--- Extracted data ---

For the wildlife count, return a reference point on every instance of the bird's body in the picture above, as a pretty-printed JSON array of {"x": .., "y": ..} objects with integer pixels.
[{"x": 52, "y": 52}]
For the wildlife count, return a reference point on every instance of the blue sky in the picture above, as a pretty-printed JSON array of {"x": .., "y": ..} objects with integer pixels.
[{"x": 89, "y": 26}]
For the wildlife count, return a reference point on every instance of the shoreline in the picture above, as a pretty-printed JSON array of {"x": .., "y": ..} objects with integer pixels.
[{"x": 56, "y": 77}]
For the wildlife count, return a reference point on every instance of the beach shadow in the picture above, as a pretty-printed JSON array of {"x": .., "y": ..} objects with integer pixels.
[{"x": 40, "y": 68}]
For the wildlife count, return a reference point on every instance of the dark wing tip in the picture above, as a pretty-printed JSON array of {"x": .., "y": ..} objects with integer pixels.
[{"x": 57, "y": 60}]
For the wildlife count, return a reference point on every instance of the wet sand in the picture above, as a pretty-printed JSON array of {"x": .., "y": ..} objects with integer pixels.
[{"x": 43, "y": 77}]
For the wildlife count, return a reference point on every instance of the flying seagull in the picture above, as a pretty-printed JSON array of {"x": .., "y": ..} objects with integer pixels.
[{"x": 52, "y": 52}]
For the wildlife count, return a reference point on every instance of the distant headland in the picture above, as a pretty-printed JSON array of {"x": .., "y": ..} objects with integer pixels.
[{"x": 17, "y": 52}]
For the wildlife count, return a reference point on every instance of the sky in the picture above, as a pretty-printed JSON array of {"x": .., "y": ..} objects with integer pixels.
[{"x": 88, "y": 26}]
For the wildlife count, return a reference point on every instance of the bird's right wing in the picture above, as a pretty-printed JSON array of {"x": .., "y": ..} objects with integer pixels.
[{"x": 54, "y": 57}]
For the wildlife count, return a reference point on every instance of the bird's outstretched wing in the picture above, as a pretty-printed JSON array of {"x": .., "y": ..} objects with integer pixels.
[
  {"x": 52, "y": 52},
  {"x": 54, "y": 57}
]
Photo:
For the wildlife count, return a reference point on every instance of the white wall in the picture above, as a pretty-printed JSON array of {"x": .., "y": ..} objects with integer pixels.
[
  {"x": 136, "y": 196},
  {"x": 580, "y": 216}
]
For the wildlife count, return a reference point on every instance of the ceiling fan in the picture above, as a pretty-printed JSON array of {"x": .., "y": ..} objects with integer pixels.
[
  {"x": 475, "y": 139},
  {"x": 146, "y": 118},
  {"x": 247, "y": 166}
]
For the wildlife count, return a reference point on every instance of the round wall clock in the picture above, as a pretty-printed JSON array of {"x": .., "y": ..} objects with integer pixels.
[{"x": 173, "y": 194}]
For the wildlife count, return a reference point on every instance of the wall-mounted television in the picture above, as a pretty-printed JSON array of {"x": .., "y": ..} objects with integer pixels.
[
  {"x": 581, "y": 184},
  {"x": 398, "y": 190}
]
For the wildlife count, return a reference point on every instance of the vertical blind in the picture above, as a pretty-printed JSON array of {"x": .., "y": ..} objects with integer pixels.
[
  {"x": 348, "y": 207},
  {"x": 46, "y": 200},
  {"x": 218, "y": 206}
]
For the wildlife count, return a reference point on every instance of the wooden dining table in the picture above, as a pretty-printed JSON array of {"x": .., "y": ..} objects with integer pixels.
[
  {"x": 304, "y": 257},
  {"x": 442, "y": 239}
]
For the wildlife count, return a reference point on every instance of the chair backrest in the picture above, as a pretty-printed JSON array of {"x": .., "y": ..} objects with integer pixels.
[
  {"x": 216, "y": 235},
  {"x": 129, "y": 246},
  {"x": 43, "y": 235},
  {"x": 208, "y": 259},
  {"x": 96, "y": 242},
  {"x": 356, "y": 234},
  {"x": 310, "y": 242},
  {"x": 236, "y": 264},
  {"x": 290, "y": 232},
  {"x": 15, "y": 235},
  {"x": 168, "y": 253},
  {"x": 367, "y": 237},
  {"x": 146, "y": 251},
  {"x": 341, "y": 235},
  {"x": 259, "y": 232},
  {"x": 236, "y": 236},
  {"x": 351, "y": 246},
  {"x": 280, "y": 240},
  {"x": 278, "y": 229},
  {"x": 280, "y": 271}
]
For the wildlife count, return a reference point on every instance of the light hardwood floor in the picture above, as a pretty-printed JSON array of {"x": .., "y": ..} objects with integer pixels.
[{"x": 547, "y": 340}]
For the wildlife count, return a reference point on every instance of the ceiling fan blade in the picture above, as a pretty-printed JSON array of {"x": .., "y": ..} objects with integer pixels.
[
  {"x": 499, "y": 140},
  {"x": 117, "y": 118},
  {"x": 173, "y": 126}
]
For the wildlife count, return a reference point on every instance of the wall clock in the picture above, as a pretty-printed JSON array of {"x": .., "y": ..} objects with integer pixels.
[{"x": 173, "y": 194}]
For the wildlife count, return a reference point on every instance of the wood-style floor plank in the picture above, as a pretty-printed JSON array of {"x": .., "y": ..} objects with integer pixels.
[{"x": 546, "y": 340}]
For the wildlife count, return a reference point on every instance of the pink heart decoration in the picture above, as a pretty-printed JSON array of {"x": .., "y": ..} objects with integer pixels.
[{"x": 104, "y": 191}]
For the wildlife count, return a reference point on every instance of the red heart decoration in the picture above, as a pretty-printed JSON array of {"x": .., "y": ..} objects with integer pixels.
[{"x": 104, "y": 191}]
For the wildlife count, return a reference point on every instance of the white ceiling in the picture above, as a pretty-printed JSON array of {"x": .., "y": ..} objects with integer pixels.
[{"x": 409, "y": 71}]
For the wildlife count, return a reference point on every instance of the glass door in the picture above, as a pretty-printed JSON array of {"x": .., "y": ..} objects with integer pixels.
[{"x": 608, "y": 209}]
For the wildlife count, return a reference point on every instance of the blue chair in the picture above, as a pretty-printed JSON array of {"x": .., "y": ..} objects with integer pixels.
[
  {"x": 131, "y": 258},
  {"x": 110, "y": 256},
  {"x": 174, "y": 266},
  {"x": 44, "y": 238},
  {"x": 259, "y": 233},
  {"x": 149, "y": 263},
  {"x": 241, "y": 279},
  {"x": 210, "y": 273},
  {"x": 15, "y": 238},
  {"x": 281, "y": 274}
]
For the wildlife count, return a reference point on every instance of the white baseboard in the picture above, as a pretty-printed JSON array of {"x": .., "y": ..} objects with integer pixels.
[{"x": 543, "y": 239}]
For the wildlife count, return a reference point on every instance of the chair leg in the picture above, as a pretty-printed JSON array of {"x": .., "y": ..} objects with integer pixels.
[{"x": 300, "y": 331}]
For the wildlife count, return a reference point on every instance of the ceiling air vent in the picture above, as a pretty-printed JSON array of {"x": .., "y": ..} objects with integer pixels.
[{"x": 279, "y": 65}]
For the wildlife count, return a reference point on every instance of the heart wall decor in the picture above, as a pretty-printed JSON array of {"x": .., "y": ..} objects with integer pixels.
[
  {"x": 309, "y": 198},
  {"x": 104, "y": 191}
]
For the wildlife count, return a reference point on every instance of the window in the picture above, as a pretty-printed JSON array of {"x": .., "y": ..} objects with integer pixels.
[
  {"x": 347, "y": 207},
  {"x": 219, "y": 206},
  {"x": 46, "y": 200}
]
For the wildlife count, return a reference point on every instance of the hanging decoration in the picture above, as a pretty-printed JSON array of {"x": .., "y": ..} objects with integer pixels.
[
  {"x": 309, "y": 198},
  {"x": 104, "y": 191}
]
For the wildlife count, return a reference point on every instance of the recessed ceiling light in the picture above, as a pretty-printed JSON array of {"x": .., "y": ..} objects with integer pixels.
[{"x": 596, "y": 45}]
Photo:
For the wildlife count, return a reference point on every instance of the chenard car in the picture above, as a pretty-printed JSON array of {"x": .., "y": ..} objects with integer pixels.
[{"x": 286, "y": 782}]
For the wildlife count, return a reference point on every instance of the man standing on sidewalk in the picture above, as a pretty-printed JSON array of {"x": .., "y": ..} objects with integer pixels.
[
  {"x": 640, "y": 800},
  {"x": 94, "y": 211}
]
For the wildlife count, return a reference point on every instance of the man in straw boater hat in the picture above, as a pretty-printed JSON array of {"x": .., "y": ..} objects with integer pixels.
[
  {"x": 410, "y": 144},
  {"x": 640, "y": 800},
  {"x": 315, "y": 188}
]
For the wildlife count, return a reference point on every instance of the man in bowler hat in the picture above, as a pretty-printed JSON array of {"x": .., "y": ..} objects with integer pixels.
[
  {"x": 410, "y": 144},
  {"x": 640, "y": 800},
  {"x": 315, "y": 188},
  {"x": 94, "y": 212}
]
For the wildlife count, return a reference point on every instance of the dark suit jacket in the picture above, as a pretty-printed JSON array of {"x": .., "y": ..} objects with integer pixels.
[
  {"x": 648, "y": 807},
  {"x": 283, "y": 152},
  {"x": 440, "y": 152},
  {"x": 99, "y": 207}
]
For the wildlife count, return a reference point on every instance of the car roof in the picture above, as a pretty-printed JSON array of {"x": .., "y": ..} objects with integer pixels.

---

Exercise = Nothing but the lines from the one with "the dark suit" through the last line should be repeated, each exactly as it stands.

Solution to the exercise =
For the wildlife count, return a reference point on every instance of the dark suit jacket in the picture above, as a pretty-printed JSON array of {"x": .., "y": ..} objects with integer pixels.
[
  {"x": 648, "y": 807},
  {"x": 283, "y": 152},
  {"x": 440, "y": 152},
  {"x": 99, "y": 207}
]
For the wildlife count, return a reference point on every instance of the car roof in the picture above, as a pretty-printed JSON array of {"x": .., "y": ..} objects with integer pixels.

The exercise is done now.